* [EXERCISE DESCRIPTION]: Copy out each line of the material below with no changes.

* [RECORDS FOR PROCESSING]:

** begin **

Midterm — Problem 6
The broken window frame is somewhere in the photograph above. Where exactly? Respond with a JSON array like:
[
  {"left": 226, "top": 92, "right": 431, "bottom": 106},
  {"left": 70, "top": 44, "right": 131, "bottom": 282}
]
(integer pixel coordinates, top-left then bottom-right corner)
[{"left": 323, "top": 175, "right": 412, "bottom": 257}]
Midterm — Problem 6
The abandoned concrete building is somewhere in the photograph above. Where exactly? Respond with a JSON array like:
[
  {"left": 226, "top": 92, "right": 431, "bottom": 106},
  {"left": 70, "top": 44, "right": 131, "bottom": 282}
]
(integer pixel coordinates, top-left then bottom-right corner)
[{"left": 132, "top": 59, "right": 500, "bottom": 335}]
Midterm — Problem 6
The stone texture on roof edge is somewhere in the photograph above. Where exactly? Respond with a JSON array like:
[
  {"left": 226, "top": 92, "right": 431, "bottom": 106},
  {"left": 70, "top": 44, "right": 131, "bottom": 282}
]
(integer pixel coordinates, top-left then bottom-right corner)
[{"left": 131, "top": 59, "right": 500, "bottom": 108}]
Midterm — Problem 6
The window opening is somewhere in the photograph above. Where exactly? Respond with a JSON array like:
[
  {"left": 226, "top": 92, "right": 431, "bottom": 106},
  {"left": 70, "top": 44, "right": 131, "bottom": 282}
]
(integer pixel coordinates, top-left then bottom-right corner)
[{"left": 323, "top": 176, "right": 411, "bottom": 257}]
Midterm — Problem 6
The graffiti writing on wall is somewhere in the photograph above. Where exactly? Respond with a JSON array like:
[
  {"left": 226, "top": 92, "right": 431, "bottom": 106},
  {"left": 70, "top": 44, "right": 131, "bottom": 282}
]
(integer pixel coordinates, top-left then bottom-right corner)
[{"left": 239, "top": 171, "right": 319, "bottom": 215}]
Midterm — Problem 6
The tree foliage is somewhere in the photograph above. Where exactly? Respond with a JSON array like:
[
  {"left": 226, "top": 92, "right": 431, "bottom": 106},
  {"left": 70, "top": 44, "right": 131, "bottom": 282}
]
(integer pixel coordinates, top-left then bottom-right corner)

** end **

* [ANSWER]:
Midterm — Problem 6
The broken window frame is somewhere in the photograph above. Where exactly? Respond with a JSON array like:
[
  {"left": 226, "top": 92, "right": 431, "bottom": 106},
  {"left": 70, "top": 44, "right": 131, "bottom": 282}
]
(integer pixel coordinates, top-left then bottom-right corner)
[{"left": 323, "top": 175, "right": 412, "bottom": 257}]
Midterm — Problem 6
The abandoned concrete building is somewhere in the photograph above. Where exactly? Respond with a JSON array like:
[
  {"left": 226, "top": 92, "right": 431, "bottom": 106},
  {"left": 70, "top": 44, "right": 131, "bottom": 282}
]
(integer pixel coordinates, top-left then bottom-right corner)
[{"left": 132, "top": 59, "right": 500, "bottom": 335}]
Midterm — Problem 6
The stone texture on roof edge is somewhere in the photograph above. Where exactly? Respond with a JSON array like:
[
  {"left": 226, "top": 92, "right": 431, "bottom": 106},
  {"left": 70, "top": 44, "right": 131, "bottom": 282}
]
(integer pixel coordinates, top-left then bottom-right corner)
[{"left": 131, "top": 59, "right": 500, "bottom": 108}]
Midterm — Problem 6
The window opening is somewhere in the photograph above. Where exactly? Respond with a JSON array like:
[
  {"left": 226, "top": 92, "right": 431, "bottom": 106},
  {"left": 70, "top": 44, "right": 131, "bottom": 282}
]
(integer pixel coordinates, top-left then bottom-right corner)
[{"left": 323, "top": 176, "right": 411, "bottom": 257}]
Midterm — Problem 6
The graffiti writing on wall is somewhere in the photograph above. Where exactly? Respond with a JSON array like:
[
  {"left": 226, "top": 92, "right": 431, "bottom": 106},
  {"left": 70, "top": 44, "right": 131, "bottom": 282}
]
(integer pixel coordinates, top-left then bottom-right corner)
[{"left": 239, "top": 171, "right": 319, "bottom": 215}]
Midterm — Problem 6
The tree foliage is somewhere in the photograph above. Where exactly? Respond with a JSON array like:
[
  {"left": 226, "top": 92, "right": 431, "bottom": 106},
  {"left": 70, "top": 44, "right": 131, "bottom": 282}
]
(integer pixel coordinates, top-left then bottom-right corner)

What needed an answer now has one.